▶ TEXT:
************
In a bid to check resistance to anti-HIV drugs, the National AIDS Control Organisation (NACO) had two years ago appealed private practitioners treating HIV patients to report each case but the response has been poor, revealed Dr B B Rewari, national programme officer, NACO to The Indian Express.
Two years ago, following a directive of the apex court, NACO had written to Medical Council of India to direct private doctors to report details about HIV patients being treated either on first- or second-line drug regimen. “This was done to contain increase in resistance to drugs, in the private health sector,” Rewari said.
MCI had written to state medical councils to direct doctors treating HIV patients to report each case to NACO to check prescriptions recommended for anti retroviral therapy.
According to Rewari, initially a small database was prepared but two years later there has been virtually no response from private practitioners. “Since HIV is not a notifiable disease, NACO officials admitted they could not take the project further beyond appeals to doctors.” “However, there are 42 second-line ART centres that have been set up and more have been planned to ensure patients who have not responded to first-line drugs can get treatment,” Rewari said.
************
▶ QUESTIONS:
1. State whether each statement agrees with the article, answering yes or no and quoting the deciding words: (a) NACO wrote to the Medical Council of India following a directive of the apex court; (b) HIV is a notifiable disease; (c) 42 second-line ART centres have been set up.
2. Write out the part of the article starting with "In a bid to" and going on through "anti retroviral therapy.", changing "apex court" to "Supreme Court".

[Items from a data source]
************
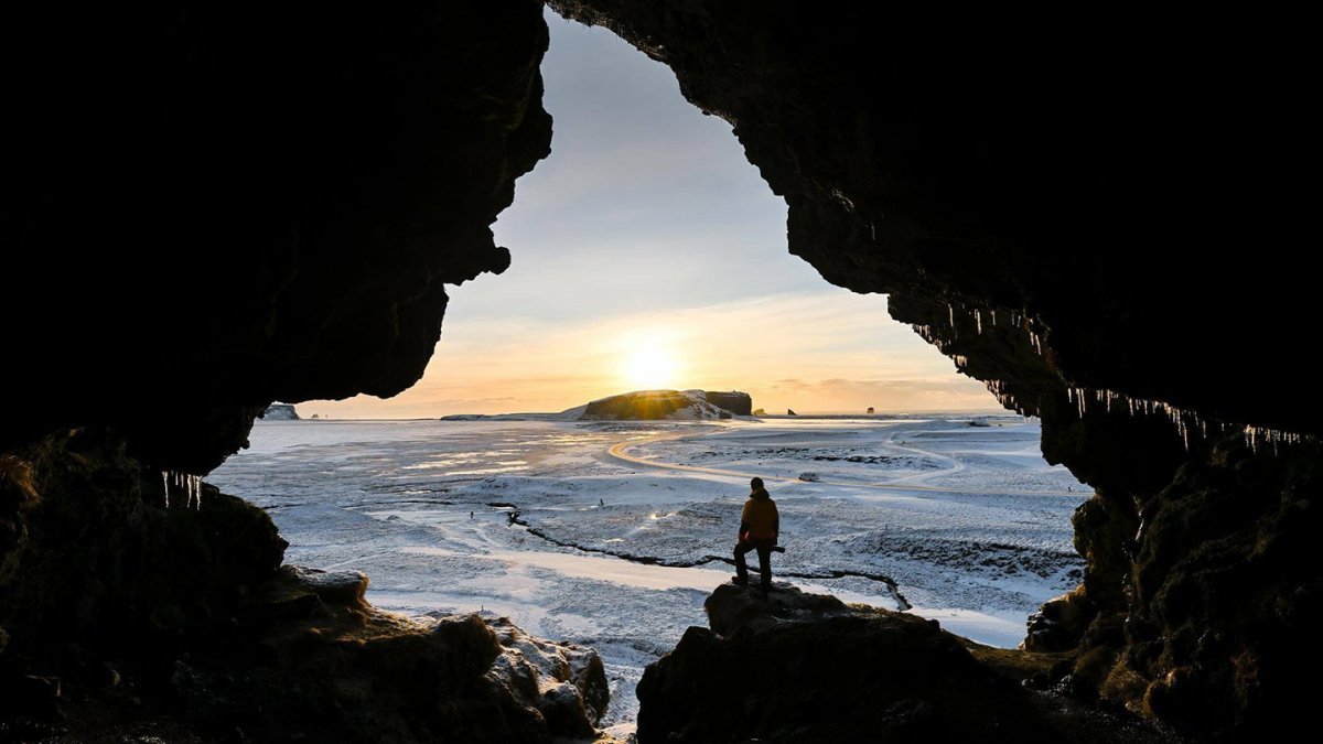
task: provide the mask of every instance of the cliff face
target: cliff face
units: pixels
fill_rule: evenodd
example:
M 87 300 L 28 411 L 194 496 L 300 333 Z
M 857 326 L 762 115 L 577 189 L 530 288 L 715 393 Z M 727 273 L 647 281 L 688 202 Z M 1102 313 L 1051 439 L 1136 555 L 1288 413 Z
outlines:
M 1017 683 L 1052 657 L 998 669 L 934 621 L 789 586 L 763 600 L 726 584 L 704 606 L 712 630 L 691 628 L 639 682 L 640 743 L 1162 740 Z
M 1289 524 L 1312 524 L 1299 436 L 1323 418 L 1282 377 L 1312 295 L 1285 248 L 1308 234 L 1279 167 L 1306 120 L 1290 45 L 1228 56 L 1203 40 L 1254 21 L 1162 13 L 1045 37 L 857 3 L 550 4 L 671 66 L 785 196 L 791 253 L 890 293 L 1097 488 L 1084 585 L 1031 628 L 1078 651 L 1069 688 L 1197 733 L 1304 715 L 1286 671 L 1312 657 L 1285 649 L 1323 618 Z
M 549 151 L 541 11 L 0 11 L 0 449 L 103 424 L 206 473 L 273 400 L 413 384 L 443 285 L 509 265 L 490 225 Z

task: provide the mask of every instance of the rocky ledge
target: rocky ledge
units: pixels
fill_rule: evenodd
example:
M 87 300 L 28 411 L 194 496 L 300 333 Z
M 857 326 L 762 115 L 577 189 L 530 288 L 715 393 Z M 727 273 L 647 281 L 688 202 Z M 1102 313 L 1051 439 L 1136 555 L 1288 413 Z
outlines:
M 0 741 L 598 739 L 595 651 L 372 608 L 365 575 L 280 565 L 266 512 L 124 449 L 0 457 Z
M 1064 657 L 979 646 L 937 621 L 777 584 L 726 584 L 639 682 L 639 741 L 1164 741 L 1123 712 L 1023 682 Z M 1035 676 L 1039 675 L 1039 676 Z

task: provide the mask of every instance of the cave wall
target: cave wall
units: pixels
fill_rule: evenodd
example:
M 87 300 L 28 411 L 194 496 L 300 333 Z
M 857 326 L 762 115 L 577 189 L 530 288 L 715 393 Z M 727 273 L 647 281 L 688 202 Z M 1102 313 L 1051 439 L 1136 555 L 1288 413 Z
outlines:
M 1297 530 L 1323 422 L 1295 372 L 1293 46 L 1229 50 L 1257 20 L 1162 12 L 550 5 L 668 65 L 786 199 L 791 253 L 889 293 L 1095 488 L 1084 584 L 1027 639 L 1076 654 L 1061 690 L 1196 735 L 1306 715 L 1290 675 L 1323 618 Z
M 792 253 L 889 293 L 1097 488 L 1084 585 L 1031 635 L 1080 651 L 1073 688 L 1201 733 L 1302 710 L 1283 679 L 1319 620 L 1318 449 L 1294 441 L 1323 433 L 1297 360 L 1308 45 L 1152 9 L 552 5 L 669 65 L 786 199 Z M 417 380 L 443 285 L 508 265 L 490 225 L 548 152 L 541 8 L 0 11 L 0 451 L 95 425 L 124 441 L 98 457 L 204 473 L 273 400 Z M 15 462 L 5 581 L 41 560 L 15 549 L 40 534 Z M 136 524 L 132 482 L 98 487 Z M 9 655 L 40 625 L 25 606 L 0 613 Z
************
▶ SOLUTIONS IN ORDER:
1.
(a) Yes: "Two years ago, following a directive of the apex court, NACO had written to Medical Council of India"
(b) No: "Since HIV is not a notifiable disease"
(c) Yes: "there are 42 second-line ART centres that have been set up"

2.
In a bid to check resistance to anti-HIV drugs, the National AIDS Control Organisation (NACO) had two years ago appealed private practitioners treating HIV patients to report each case but the response has been poor, revealed Dr B B Rewari, national programme officer, NACO to The Indian Express.
Two years ago, following a directive of the Supreme Court, NACO had written to Medical Council of India to direct private doctors to report details about HIV patients being treated either on first- or second-line drug regimen. “This was done to contain increase in resistance to drugs, in the private health sector,” Rewari said.
MCI had written to state medical councils to direct doctors treating HIV patients to report each case to NACO to check prescriptions recommended for anti retroviral therapy.